# SOURCE PASSAGE

--

Phraya Vasuthep: The Good Danish Soldier of Fortune

Major General Gustav Schau – known in Thailand as Phraya Vasuthep – started in 1897 building up the Royal Thai Provincial Gendarmerie – an elite military police force under Interior Minister Prince Damrong Rajanuphab. When the Danish officer retired in 1915 this force had secured law and order in all corners of the Kingdom of Siam.

In 1889 the Chinese in Bangkok involved themselves in gang wars. The fighting  for ‘territory’  and power between rival Secret Societies continued for many days and became a nuisance and disturbed the order of the whole town. Dealing with this became the first of many occasions where Gustav Schau, Captain of The Royal Guard, had to show firmness and loyalty to his masters, the King and Prince Damrong. He was ordered to intervene with as much force as necessary.

full_news_8073Commodore Richelieu brought 400 marines and Captain Schau 300 soldiers; they closed in on Sampeng (Chinatown) and attacked.
“The Thais attacked the populations as lions…..Any Chinese who offered resistance was killed. Many jumped into the canals and were shot in the water”, writes the contemporary Danish officer Walter Christmas Moller in his account of the incident.
“Hundreds of people were arrested, some then beheaded, some flogged and then released. Those arrested were bunched two to five by knotting their long pigtails together and then taken to Richelieus arsenal” (Kaarsted p. 41, Christmas p. 147, my transl.).

A family wiped out
Denmark lost the final war to the Prussians in 1864 and that had a thorough impact on the Danish society as a whole. Also mentally the country was in a state of depression and the army stripped of any glory, no longer a place to pursue a brilliant career. Many emigrated, especially from Nord-Schleswig, now German soil. Some captains, ships and seamen from there ended up in Bangkok and were registered in Consul Koebkes big protocol.

Gustav Schaus father, Major Ernst Frederik Schau, lost his five brothers in the wars of 1848-50, during the years thereafter and in 1864, all of them were officers. Finally he himself fell at Dybboel, 18th of April 1864, 38 years old. His mother lived as a widow until 1899. Gustav remained a bachelor all his life, no children known.

--

Image annotation rows
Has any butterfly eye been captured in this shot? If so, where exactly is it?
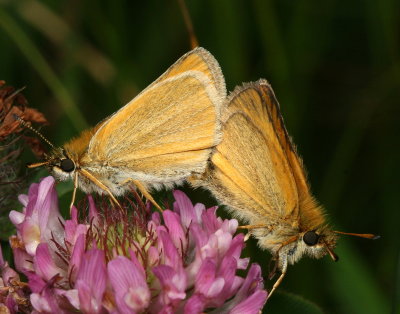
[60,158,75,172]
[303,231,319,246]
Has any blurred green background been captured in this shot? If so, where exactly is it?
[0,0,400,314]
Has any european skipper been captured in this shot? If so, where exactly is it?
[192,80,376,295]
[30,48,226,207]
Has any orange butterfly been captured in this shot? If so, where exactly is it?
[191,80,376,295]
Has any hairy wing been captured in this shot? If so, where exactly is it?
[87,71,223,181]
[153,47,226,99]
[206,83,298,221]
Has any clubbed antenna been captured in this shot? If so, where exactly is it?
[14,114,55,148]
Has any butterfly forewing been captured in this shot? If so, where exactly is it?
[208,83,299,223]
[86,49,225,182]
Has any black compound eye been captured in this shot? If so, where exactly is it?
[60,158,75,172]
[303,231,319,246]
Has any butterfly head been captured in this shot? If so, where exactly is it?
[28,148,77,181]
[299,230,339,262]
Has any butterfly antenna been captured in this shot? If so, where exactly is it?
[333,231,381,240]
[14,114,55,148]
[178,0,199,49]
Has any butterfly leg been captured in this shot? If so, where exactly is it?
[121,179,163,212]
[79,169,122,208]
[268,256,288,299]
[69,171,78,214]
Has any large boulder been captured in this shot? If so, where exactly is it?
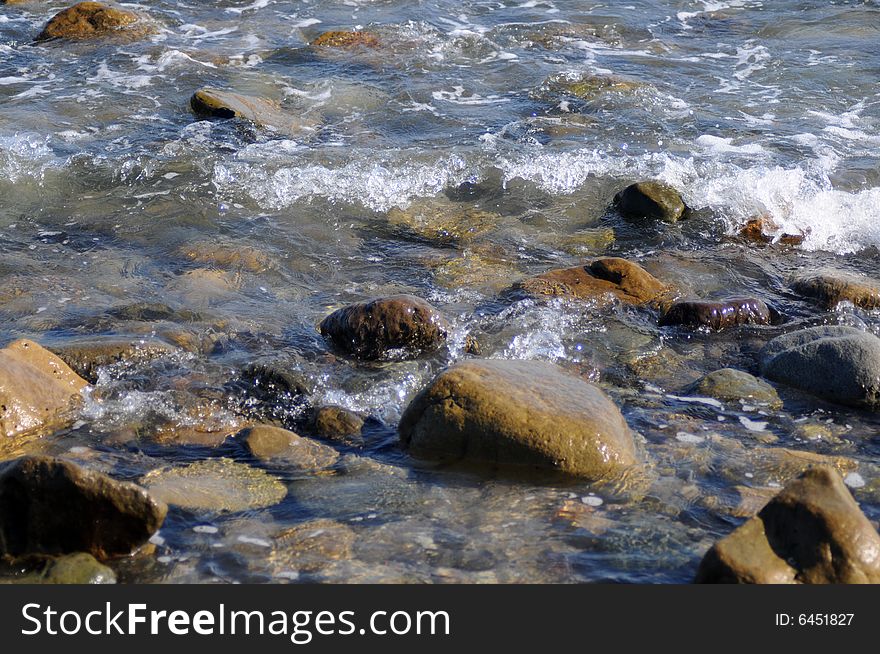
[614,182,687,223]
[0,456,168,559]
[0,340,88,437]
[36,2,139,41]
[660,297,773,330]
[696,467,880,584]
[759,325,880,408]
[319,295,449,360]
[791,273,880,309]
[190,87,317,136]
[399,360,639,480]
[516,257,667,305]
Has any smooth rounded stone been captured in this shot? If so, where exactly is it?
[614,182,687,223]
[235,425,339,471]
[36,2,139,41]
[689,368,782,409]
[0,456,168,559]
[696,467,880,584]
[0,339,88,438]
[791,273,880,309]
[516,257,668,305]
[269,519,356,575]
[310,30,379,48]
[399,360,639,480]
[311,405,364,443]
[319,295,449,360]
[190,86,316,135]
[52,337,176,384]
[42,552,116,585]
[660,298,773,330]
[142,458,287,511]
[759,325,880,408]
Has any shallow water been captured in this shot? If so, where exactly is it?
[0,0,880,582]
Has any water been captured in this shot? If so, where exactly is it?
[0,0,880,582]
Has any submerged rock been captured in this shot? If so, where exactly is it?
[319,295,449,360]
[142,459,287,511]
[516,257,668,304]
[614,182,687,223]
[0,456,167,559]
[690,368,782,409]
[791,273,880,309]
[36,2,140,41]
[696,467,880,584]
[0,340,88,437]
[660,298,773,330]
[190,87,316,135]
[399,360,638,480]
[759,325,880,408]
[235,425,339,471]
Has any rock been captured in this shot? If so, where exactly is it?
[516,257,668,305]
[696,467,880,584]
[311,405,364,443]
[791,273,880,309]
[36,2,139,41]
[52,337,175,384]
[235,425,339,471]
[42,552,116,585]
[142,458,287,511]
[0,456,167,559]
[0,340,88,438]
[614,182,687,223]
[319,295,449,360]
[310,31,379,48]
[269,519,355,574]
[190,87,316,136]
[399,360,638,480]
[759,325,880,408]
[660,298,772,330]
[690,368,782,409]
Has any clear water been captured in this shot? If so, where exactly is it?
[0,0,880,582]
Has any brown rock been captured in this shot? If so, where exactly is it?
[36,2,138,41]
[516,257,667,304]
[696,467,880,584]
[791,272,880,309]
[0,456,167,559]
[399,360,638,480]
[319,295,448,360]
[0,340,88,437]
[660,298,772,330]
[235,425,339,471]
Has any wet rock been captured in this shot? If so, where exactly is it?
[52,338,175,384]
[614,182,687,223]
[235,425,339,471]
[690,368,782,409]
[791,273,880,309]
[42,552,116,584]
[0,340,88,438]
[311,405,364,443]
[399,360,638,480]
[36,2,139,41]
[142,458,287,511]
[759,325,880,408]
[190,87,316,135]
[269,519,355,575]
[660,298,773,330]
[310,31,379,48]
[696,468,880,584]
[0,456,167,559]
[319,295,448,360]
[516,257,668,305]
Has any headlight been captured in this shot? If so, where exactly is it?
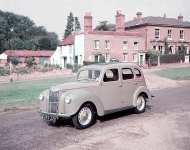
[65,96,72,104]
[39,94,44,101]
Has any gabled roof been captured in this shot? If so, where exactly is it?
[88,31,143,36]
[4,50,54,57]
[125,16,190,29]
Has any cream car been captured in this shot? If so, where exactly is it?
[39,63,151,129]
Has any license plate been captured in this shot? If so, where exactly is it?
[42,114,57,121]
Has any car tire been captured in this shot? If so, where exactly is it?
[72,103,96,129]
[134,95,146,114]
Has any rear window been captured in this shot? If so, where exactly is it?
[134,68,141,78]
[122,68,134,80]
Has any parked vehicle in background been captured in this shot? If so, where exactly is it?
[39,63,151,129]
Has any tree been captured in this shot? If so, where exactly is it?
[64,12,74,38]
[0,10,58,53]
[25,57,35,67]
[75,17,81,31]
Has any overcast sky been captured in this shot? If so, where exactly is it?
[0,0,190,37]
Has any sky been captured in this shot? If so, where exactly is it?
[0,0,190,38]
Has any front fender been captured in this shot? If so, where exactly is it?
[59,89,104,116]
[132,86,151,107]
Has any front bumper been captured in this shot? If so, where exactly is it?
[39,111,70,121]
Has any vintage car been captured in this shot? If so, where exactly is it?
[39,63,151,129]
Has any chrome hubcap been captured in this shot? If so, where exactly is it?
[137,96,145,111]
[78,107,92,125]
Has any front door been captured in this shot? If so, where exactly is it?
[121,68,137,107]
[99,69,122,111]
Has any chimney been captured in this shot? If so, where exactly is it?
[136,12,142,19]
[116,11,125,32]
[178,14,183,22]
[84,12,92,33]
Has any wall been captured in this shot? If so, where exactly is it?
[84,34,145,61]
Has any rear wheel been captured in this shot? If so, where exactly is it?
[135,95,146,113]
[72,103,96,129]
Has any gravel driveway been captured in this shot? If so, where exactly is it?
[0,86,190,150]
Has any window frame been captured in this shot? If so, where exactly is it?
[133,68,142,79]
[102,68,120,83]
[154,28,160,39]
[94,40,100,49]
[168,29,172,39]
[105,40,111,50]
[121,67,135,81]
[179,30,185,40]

--

# WHAT IS ASKED
Can you resume the article on Gustav Schau, known in Siam as Phraya Vasuthep, starting after its final sentence? These rows have no connection to the text about Gustav Schau.

# TASK OUTPUT
Born in 1859 the boy was sent to the respected boarding school ‘Soroe Akademi’ in 1869. According to the protocols from there his academic achievements were not brilliant, maybe no wonder with such a background, but his two years older brother Valdemar, also ‘Soraner’, later became lawyer and finally judge of The Supreme Court in Copenhagen.
Gustav left school in April 1876 and went to the army as infantryman.  With the rank of Second-lieutenant he was demobilized late in 1884 and sailed directly out to Siam.
When the young naval lieutenant Andreas Richelieu arrived in Thailand 1875 he was equipped with a recommendation from the Danish king (read article Scandasia Magazine, Febr. 2010); an understanding between the Siamese and the Danish Royal House was emerging. Later, some young Siamese royals got their military training in Denmark. Danish officers were more or less handpicked for jobs in Siam with governmental blessing. Not so for Gustav Schau. According to the sources he simply showed up in Bangkok as a private person and asked for a job.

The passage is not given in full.